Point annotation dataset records
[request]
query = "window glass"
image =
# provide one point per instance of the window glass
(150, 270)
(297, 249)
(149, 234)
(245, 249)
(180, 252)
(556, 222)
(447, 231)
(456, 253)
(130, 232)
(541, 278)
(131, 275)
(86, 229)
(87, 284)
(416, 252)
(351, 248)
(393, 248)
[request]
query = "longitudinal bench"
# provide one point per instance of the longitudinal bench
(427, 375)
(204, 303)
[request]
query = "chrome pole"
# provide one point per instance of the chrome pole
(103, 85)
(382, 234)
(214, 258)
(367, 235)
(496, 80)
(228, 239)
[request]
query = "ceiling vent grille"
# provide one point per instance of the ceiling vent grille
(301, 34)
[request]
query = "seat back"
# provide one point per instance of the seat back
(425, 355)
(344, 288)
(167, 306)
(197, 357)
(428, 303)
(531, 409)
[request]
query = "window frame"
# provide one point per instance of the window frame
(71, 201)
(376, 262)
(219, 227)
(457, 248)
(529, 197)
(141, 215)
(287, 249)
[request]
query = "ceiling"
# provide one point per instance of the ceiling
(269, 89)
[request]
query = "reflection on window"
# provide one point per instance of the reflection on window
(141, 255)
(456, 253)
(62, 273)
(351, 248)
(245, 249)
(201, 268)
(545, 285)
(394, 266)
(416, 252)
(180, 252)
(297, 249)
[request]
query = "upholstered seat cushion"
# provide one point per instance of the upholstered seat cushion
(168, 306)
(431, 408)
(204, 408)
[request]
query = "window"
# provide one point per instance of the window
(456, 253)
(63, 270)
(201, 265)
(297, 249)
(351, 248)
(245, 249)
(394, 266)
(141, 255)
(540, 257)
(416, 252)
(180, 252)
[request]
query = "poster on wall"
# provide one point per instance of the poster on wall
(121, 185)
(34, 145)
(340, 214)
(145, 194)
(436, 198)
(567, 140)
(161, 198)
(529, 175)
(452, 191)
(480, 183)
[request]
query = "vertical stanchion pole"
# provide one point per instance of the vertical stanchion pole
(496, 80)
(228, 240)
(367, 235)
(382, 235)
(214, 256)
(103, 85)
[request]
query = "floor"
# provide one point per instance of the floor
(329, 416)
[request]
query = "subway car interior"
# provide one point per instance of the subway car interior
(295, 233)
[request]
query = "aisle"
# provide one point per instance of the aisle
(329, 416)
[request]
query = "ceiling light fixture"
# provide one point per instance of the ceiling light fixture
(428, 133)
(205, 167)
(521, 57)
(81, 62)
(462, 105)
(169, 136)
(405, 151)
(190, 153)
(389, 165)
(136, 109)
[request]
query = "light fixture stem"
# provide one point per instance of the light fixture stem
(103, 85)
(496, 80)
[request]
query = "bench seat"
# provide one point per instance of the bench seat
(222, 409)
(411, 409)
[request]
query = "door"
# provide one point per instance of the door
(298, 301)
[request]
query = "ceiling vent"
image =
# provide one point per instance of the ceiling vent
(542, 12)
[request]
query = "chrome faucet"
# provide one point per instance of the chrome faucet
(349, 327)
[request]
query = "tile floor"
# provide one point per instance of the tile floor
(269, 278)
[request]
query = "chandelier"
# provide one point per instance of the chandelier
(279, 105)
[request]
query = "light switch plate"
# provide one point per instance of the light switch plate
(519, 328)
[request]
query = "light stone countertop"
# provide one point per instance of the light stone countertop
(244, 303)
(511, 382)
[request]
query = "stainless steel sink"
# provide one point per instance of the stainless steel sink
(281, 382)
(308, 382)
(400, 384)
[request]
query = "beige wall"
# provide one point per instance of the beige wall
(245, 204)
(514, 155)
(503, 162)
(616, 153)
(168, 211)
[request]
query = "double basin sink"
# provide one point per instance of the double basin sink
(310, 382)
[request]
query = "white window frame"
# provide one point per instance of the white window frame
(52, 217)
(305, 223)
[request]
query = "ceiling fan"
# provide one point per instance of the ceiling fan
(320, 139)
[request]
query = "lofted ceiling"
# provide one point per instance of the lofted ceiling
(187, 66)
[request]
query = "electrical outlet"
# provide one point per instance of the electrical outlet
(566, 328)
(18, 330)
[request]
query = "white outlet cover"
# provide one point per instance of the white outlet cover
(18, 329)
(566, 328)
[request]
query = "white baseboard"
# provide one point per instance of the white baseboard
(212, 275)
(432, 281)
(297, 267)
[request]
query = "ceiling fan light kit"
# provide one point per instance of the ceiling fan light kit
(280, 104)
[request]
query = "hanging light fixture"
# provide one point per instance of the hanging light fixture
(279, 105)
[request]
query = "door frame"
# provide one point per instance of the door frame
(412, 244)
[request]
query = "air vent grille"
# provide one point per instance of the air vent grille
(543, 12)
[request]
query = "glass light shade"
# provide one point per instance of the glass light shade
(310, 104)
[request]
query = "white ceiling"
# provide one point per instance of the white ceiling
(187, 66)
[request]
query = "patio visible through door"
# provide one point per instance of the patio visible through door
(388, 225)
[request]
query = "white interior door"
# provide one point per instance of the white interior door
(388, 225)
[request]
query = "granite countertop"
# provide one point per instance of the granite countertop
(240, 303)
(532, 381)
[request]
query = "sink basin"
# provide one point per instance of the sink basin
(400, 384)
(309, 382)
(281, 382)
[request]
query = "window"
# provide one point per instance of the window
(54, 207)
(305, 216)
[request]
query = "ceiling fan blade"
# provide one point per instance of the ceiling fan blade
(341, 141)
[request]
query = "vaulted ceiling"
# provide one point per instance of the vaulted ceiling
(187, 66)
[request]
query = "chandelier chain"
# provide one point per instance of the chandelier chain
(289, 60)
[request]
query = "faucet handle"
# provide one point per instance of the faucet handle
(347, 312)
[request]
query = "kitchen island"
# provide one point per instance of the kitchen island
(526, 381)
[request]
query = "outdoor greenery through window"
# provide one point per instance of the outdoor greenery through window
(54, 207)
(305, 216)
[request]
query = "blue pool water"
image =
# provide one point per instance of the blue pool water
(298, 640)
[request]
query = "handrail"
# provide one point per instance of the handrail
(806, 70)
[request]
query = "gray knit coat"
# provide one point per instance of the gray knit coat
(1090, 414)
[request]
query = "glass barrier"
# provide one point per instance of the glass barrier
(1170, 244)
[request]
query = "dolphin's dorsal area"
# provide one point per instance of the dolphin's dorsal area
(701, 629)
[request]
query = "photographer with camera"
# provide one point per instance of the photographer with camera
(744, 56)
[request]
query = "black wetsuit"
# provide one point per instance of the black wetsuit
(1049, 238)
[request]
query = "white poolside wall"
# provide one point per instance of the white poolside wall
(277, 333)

PROBLEM DESCRIPTION:
Select every line of the records that contains the word "shade" and copy each one. Letter case matters.

SOLUTION FOR THIS TASK:
query = "glass light shade"
# provide one point per instance of the glass light shade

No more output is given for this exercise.